The Gold Coast Bulletin

Rowell ignores the hype

He just wants to get on with the game

- JON RALPH

ASK Matt Rowell a question and he approaches it with the same unswerving attitude as a must-win ground ball against an opposition midfield star.

Both are executed without fuss, to the best of his ability and without ever shirking the issue.

So if the football world has pondered this question at times since Brandan Parfitt wrecked his shoulder in round 5, 2020, why not just fire it at Rowell?

Was that brilliant burst in which he was awarded nine Brownlow votes in three consecutiv­e games the best thing to happen to him or a poisoned chalice?

Did it set expectatio­ns so high that he could only crash to earth in the two years as a shoulder reconstruc­tion, PCL strain and osteitis pubis brought him back to the chasing pack.

Rowell ponders for a moment and then fires back with his usual candour.

“I loved those first few games and getting out there and mixing it with the best. It was my dream come true. I wouldn’t have changed the start if I could go back,” he reflects.

“The whole thing is a journey and you learn from everything. The injuries aren’t great but it moulds you into a person and player. I have learned a lot with injuries and I hadn’t had many before that.

“The media is always an interestin­g one. You can’t not see it. But I just love playing footy, to be honest. I am very competitiv­e and I try to win. So I don’t listen too much to it, but I know it’s there as a No. 1 draft pick. There is always going to be hype so you have just got to listen to it and concentrat­e on playing the best footy you can.”

For a player so obsessed with football he once had a collection of 52 Sherrins, last year’s bounce-back season playing every game was a heck of a lot of fun. And yet Rowell is definitely far from the finished article.

**EXERCISE SET:**
1) Condense the paragraph of the Rowell article that begins "For a player so obsessed with football" into one shorter sentence that keeps its main facts.
2) From the Rowell article, extract word for word the passage that starts with the words "Was that brilliant" and ends with "many before that.".

**DATA PROVIDED:**
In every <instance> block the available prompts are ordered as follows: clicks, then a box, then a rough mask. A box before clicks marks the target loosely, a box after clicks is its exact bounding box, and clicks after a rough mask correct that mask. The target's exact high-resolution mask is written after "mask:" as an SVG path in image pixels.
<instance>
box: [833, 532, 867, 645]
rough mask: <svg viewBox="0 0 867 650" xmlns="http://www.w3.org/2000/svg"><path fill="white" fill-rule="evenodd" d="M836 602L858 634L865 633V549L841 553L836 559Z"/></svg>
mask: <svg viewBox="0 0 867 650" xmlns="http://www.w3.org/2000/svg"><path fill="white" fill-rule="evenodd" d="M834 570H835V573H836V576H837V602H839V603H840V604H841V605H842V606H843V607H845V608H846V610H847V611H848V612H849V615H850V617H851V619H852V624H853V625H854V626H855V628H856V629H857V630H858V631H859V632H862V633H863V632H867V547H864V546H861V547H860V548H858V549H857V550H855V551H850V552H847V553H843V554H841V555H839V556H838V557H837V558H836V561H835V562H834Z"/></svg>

**RESPONSES BY ITEM NUMBER:**
1) Rowell, who once collected 52 Sherrins, had great fun last year playing every game in his bounce-back season, though he is still far from the finished article.

2)
Was that brilliant burst in which he was awarded nine Brownlow votes in three consecutiv­e games the best thing to happen to him or a poisoned chalice?

Did it set expectatio­ns so high that he could only crash to earth in the two years as a shoulder reconstruc­tion, PCL strain and osteitis pubis brought him back to the chasing pack.

Rowell ponders for a moment and then fires back with his usual candour.

“I loved those first few games and getting out there and mixing it with the best. It was my dream come true. I wouldn’t have changed the start if I could go back,” he reflects.

“The whole thing is a journey and you learn from everything. The injuries aren’t great but it moulds you into a person and player. I have learned a lot with injuries and I hadn’t had many before that.